» **Record excerpts**:
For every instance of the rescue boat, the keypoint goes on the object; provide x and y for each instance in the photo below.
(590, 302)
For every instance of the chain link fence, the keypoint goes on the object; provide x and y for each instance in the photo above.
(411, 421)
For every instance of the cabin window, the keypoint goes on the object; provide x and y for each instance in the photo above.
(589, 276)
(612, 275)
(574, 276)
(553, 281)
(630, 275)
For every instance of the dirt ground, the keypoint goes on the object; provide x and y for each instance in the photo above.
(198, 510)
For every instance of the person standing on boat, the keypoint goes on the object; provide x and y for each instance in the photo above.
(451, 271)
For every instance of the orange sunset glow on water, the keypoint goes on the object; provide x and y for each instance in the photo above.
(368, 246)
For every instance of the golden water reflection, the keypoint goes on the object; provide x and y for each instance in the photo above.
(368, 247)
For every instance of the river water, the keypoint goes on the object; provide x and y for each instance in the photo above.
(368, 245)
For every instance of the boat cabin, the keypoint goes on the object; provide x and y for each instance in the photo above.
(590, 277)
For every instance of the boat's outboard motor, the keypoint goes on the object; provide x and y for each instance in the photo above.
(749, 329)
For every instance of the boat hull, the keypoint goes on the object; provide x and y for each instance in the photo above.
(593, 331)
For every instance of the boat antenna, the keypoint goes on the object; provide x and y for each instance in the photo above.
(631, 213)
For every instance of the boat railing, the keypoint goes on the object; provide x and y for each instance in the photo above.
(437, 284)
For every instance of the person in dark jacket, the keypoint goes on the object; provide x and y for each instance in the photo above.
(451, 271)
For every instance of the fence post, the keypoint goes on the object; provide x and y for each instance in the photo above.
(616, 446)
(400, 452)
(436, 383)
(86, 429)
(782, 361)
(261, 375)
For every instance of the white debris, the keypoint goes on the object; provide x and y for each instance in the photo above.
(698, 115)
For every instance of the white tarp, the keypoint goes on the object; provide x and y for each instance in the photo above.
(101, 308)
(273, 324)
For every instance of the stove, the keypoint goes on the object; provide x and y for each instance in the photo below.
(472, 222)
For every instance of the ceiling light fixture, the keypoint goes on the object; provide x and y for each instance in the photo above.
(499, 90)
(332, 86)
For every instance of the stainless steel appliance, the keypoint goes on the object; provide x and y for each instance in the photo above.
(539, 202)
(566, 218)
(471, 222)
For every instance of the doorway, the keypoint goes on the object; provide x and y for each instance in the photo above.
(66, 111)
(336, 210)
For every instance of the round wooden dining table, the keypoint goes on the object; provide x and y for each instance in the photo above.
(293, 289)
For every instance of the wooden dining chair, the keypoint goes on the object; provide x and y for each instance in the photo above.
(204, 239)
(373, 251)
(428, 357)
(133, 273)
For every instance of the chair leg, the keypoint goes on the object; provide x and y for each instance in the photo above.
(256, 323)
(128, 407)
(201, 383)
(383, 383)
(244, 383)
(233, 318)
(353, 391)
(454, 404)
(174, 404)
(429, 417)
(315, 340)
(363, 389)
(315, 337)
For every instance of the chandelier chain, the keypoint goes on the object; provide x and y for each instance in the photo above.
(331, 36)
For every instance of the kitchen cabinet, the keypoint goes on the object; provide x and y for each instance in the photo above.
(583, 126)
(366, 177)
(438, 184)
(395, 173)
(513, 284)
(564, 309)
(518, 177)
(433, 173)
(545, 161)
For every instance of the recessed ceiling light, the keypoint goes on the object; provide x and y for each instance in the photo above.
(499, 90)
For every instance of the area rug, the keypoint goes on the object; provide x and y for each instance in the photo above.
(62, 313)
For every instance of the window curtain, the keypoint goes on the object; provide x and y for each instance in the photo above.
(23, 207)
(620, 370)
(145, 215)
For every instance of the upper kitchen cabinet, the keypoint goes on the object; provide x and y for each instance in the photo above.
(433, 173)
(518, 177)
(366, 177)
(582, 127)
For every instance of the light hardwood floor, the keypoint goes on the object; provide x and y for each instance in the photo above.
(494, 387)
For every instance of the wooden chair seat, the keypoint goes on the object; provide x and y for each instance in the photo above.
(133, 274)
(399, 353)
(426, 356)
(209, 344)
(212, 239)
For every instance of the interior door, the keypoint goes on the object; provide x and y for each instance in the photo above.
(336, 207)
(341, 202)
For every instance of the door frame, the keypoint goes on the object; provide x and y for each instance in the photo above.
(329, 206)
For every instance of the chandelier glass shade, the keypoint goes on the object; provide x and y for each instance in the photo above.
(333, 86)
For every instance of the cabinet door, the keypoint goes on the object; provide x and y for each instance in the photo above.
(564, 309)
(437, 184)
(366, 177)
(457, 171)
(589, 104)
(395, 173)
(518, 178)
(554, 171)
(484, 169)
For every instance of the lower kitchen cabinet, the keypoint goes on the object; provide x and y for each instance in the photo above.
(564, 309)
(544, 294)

==

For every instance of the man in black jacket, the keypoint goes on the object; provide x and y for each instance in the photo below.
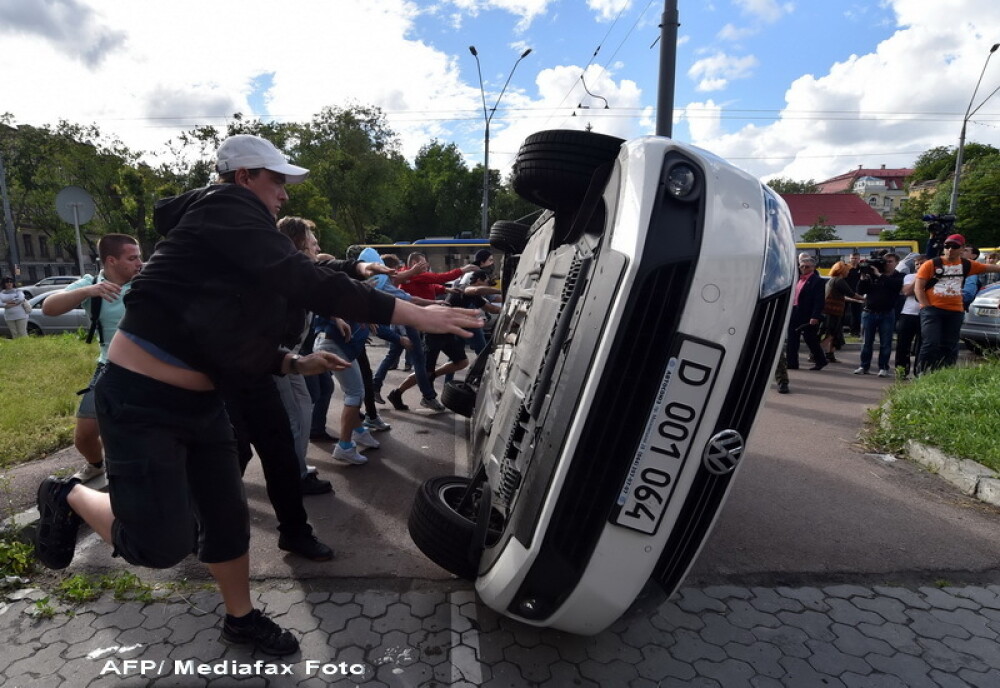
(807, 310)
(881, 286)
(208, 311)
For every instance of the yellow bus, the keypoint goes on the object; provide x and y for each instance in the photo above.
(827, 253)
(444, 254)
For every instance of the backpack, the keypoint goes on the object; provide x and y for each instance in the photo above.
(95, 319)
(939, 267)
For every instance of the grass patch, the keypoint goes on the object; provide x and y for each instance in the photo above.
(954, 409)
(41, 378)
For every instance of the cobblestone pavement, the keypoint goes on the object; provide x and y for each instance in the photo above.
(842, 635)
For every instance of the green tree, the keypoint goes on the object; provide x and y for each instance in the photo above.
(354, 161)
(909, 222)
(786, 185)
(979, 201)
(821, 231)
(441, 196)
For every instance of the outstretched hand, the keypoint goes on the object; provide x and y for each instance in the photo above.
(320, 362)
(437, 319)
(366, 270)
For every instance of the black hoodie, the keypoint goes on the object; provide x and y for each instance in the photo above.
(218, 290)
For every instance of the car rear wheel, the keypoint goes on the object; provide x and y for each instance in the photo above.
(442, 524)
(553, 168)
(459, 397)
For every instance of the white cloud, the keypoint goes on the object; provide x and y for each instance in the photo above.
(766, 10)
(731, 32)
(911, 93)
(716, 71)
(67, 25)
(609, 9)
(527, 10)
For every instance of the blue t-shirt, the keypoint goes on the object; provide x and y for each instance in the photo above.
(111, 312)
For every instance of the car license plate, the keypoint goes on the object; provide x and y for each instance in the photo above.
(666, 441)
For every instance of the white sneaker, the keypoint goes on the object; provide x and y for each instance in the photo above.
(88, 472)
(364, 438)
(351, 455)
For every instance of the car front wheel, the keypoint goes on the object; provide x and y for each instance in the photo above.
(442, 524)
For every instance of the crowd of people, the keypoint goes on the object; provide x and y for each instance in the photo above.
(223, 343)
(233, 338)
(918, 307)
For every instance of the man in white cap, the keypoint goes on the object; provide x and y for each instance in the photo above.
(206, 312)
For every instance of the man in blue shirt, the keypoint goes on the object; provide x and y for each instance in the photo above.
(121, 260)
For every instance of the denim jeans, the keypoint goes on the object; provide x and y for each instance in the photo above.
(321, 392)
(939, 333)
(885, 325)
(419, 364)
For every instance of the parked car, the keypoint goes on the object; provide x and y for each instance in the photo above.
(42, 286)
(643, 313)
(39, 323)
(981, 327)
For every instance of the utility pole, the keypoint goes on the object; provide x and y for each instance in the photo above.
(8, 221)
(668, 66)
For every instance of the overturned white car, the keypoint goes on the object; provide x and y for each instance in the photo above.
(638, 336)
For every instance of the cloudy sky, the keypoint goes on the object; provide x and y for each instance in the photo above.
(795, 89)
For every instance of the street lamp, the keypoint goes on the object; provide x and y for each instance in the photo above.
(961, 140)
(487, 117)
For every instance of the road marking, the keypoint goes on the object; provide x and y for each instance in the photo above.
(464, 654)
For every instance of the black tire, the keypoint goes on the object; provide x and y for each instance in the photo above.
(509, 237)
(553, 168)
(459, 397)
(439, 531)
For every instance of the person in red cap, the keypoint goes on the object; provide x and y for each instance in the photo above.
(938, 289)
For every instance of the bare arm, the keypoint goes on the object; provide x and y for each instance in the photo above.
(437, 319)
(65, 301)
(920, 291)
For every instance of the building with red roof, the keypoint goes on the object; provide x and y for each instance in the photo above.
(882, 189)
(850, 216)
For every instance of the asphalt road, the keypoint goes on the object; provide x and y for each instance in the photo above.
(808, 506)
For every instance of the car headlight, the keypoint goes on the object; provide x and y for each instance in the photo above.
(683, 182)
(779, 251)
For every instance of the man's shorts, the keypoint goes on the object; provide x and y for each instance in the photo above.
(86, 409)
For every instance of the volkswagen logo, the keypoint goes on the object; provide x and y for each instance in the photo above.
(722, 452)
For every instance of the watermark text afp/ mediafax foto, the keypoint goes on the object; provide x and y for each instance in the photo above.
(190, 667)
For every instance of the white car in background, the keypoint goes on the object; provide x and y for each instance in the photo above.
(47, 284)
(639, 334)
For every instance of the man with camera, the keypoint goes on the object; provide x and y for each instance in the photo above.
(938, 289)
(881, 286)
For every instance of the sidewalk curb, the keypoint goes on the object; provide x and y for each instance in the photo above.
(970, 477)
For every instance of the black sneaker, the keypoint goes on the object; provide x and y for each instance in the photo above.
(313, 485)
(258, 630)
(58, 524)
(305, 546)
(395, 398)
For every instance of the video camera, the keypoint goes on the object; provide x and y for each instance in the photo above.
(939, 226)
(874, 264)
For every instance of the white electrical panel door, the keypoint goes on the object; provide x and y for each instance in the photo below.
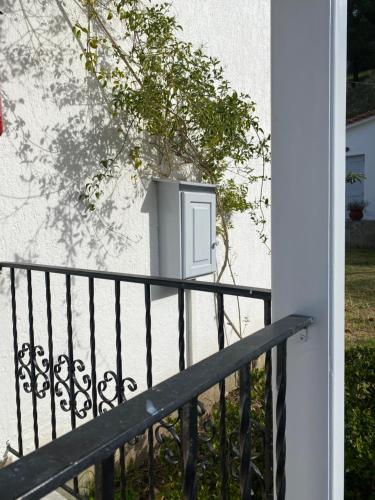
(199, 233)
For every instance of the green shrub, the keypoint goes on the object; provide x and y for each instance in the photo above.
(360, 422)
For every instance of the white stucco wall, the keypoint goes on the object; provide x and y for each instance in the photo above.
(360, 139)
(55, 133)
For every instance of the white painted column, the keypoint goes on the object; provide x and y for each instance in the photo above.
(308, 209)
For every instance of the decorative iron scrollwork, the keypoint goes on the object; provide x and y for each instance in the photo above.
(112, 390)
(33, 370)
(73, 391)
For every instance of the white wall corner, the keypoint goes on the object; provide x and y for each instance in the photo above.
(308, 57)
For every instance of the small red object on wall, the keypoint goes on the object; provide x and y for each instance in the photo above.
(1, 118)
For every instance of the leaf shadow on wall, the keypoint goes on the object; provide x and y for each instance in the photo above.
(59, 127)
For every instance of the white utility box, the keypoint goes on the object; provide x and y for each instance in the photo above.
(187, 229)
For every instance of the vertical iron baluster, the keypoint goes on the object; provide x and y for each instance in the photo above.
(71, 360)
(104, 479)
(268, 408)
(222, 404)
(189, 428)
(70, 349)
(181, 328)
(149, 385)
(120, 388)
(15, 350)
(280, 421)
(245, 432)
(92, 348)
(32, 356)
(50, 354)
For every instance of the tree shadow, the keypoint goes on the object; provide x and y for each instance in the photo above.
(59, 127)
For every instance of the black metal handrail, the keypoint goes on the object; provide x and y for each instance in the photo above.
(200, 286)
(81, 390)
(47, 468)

» **To be done**: How many lines in the entries above contain the string "chandelier"? Case matters, and the reply should be the number alone.

» **Task solution**: 2